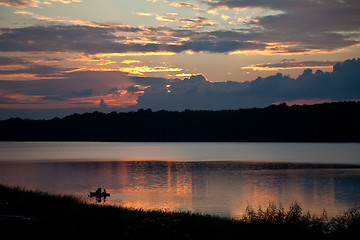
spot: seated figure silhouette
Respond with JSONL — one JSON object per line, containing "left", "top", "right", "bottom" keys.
{"left": 89, "top": 187, "right": 110, "bottom": 203}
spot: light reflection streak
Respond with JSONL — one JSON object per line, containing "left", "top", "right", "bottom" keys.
{"left": 0, "top": 161, "right": 359, "bottom": 218}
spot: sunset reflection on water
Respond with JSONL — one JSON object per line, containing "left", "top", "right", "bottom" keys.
{"left": 1, "top": 161, "right": 359, "bottom": 218}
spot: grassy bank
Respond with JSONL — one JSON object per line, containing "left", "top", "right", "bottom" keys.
{"left": 0, "top": 184, "right": 359, "bottom": 240}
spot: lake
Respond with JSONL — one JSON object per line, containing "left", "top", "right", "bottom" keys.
{"left": 0, "top": 142, "right": 360, "bottom": 218}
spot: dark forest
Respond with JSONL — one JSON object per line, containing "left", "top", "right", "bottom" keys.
{"left": 1, "top": 101, "right": 359, "bottom": 142}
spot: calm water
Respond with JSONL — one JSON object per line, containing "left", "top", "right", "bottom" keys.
{"left": 0, "top": 142, "right": 360, "bottom": 218}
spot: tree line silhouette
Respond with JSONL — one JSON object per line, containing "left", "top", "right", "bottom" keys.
{"left": 1, "top": 101, "right": 359, "bottom": 142}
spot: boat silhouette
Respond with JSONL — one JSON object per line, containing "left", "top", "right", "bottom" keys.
{"left": 89, "top": 188, "right": 110, "bottom": 198}
{"left": 89, "top": 192, "right": 110, "bottom": 197}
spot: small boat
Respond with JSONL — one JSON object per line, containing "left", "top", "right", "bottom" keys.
{"left": 89, "top": 192, "right": 110, "bottom": 197}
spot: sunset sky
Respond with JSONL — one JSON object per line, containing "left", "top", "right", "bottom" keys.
{"left": 0, "top": 0, "right": 359, "bottom": 119}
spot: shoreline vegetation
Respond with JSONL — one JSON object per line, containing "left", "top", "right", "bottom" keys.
{"left": 1, "top": 101, "right": 360, "bottom": 142}
{"left": 1, "top": 185, "right": 359, "bottom": 239}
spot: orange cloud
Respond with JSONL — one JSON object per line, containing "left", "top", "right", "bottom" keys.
{"left": 119, "top": 66, "right": 182, "bottom": 75}
{"left": 1, "top": 0, "right": 82, "bottom": 8}
{"left": 229, "top": 42, "right": 343, "bottom": 56}
{"left": 67, "top": 91, "right": 138, "bottom": 108}
{"left": 94, "top": 52, "right": 176, "bottom": 58}
{"left": 121, "top": 60, "right": 141, "bottom": 64}
{"left": 0, "top": 0, "right": 40, "bottom": 8}
{"left": 169, "top": 2, "right": 198, "bottom": 8}
{"left": 0, "top": 70, "right": 136, "bottom": 109}
{"left": 136, "top": 12, "right": 153, "bottom": 17}
{"left": 14, "top": 10, "right": 104, "bottom": 28}
{"left": 0, "top": 89, "right": 45, "bottom": 106}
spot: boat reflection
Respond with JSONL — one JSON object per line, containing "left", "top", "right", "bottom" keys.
{"left": 0, "top": 161, "right": 359, "bottom": 218}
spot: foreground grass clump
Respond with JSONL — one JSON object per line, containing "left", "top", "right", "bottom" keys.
{"left": 1, "top": 185, "right": 359, "bottom": 240}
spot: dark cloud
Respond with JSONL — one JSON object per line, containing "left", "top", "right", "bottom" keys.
{"left": 0, "top": 24, "right": 267, "bottom": 54}
{"left": 0, "top": 56, "right": 30, "bottom": 65}
{"left": 1, "top": 58, "right": 359, "bottom": 119}
{"left": 1, "top": 1, "right": 358, "bottom": 55}
{"left": 0, "top": 70, "right": 133, "bottom": 105}
{"left": 148, "top": 26, "right": 260, "bottom": 44}
{"left": 126, "top": 86, "right": 140, "bottom": 94}
{"left": 209, "top": 0, "right": 360, "bottom": 52}
{"left": 0, "top": 63, "right": 76, "bottom": 78}
{"left": 243, "top": 60, "right": 339, "bottom": 70}
{"left": 0, "top": 56, "right": 75, "bottom": 78}
{"left": 99, "top": 98, "right": 107, "bottom": 109}
{"left": 156, "top": 15, "right": 215, "bottom": 25}
{"left": 132, "top": 76, "right": 169, "bottom": 86}
{"left": 0, "top": 25, "right": 126, "bottom": 54}
{"left": 132, "top": 58, "right": 360, "bottom": 110}
{"left": 171, "top": 2, "right": 199, "bottom": 8}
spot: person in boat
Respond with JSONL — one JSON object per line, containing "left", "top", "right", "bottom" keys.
{"left": 96, "top": 188, "right": 101, "bottom": 195}
{"left": 103, "top": 189, "right": 107, "bottom": 195}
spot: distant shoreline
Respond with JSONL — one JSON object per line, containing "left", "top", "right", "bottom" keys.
{"left": 1, "top": 101, "right": 360, "bottom": 142}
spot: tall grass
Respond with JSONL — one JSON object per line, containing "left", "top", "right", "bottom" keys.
{"left": 244, "top": 202, "right": 328, "bottom": 227}
{"left": 1, "top": 184, "right": 360, "bottom": 239}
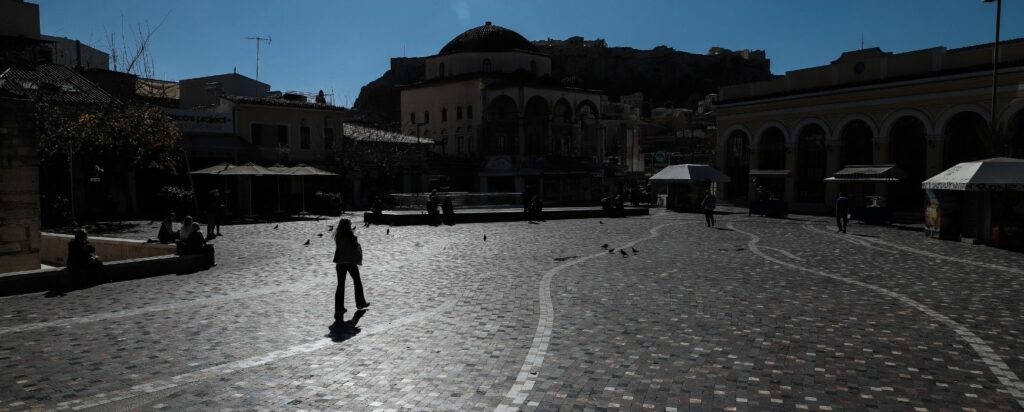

* **Assignment**:
Only the pictures are dropped. Otherwise, write out the listing exactly.

* **Output for this exercise**:
spot: seated figure silhouette
Respond with JSONL — one JSON object per line, containing "left", "top", "right", "bottom" keys.
{"left": 89, "top": 187, "right": 110, "bottom": 203}
spot: light reflection streak
Respond with JSONL — one JSON object per line, containing "left", "top", "right", "bottom" keys.
{"left": 0, "top": 161, "right": 359, "bottom": 218}
spot: sunset reflection on water
Respond with JSONL — one JSON object per line, containing "left", "top", "right", "bottom" keys.
{"left": 1, "top": 161, "right": 359, "bottom": 218}
spot: grassy bank
Respond with JSONL — one JSON object per line, containing "left", "top", "right", "bottom" keys.
{"left": 0, "top": 184, "right": 359, "bottom": 240}
spot: lake
Respond with JSONL — one JSON object per line, containing "left", "top", "right", "bottom" keys.
{"left": 0, "top": 142, "right": 360, "bottom": 218}
spot: dark forest
Respond with JSONL — one JSON object per line, containing "left", "top", "right", "bottom" keys.
{"left": 1, "top": 101, "right": 359, "bottom": 142}
spot: calm water
Respond with JSONL — one JSON object per line, containing "left", "top", "right", "bottom" keys.
{"left": 0, "top": 142, "right": 360, "bottom": 218}
spot: tree line silhouette
Respond with JSONL — one JSON object per line, containing "left", "top", "right", "bottom" keys.
{"left": 1, "top": 101, "right": 359, "bottom": 142}
spot: boat silhouette
Respond with JSONL — one JSON object per line, containing "left", "top", "right", "bottom" keys.
{"left": 89, "top": 188, "right": 110, "bottom": 198}
{"left": 89, "top": 192, "right": 110, "bottom": 197}
spot: small boat
Respond with JSONL — one JSON object per line, containing "left", "top", "right", "bottom" keys.
{"left": 89, "top": 192, "right": 110, "bottom": 197}
spot: sunset sky
Respond with JSONL — one JSON object per line, containing "left", "top", "right", "bottom" keys.
{"left": 0, "top": 0, "right": 359, "bottom": 119}
spot: shoreline vegetation
Respond with JSONL — one JSON object per line, containing "left", "top", "right", "bottom" keys.
{"left": 1, "top": 101, "right": 360, "bottom": 142}
{"left": 1, "top": 185, "right": 359, "bottom": 239}
spot: orange cloud
Respond with JSONL — one JSON object per line, containing "left", "top", "right", "bottom" keys.
{"left": 119, "top": 66, "right": 182, "bottom": 75}
{"left": 1, "top": 0, "right": 82, "bottom": 8}
{"left": 229, "top": 42, "right": 343, "bottom": 56}
{"left": 67, "top": 91, "right": 138, "bottom": 108}
{"left": 94, "top": 52, "right": 176, "bottom": 58}
{"left": 121, "top": 60, "right": 141, "bottom": 64}
{"left": 0, "top": 0, "right": 40, "bottom": 8}
{"left": 169, "top": 2, "right": 198, "bottom": 8}
{"left": 0, "top": 70, "right": 136, "bottom": 109}
{"left": 136, "top": 12, "right": 153, "bottom": 17}
{"left": 14, "top": 10, "right": 104, "bottom": 28}
{"left": 0, "top": 89, "right": 45, "bottom": 106}
spot: boat reflection
Respond with JSONL — one JSON object per line, containing "left", "top", "right", "bottom" keys.
{"left": 0, "top": 161, "right": 359, "bottom": 218}
spot: foreground grass clump
Respond with JSONL — one JSON object per line, containing "left", "top", "right", "bottom" keys.
{"left": 1, "top": 185, "right": 359, "bottom": 240}
spot: dark cloud
Respond with JSONL — one JSON object per line, containing "left", "top", "right", "bottom" keys.
{"left": 0, "top": 24, "right": 267, "bottom": 54}
{"left": 0, "top": 56, "right": 30, "bottom": 65}
{"left": 1, "top": 58, "right": 359, "bottom": 119}
{"left": 1, "top": 1, "right": 358, "bottom": 55}
{"left": 0, "top": 70, "right": 133, "bottom": 105}
{"left": 148, "top": 26, "right": 260, "bottom": 44}
{"left": 126, "top": 86, "right": 140, "bottom": 94}
{"left": 209, "top": 0, "right": 360, "bottom": 52}
{"left": 0, "top": 63, "right": 76, "bottom": 78}
{"left": 243, "top": 60, "right": 339, "bottom": 70}
{"left": 0, "top": 56, "right": 75, "bottom": 78}
{"left": 99, "top": 98, "right": 107, "bottom": 109}
{"left": 156, "top": 15, "right": 215, "bottom": 25}
{"left": 132, "top": 76, "right": 169, "bottom": 86}
{"left": 0, "top": 25, "right": 126, "bottom": 54}
{"left": 132, "top": 58, "right": 360, "bottom": 110}
{"left": 171, "top": 2, "right": 199, "bottom": 8}
spot: person in boat
Respond with JSONL — one JSON object per line, containing "left", "top", "right", "bottom" keys.
{"left": 96, "top": 188, "right": 101, "bottom": 195}
{"left": 103, "top": 189, "right": 107, "bottom": 195}
spot: distant shoreline
Respond with JSONL — one JSON object per line, containing "left", "top", "right", "bottom" keys.
{"left": 1, "top": 101, "right": 360, "bottom": 142}
spot: tall grass
Respond with JSONL — one JSON object per line, containing "left", "top", "right", "bottom" keys.
{"left": 244, "top": 202, "right": 328, "bottom": 227}
{"left": 1, "top": 184, "right": 360, "bottom": 239}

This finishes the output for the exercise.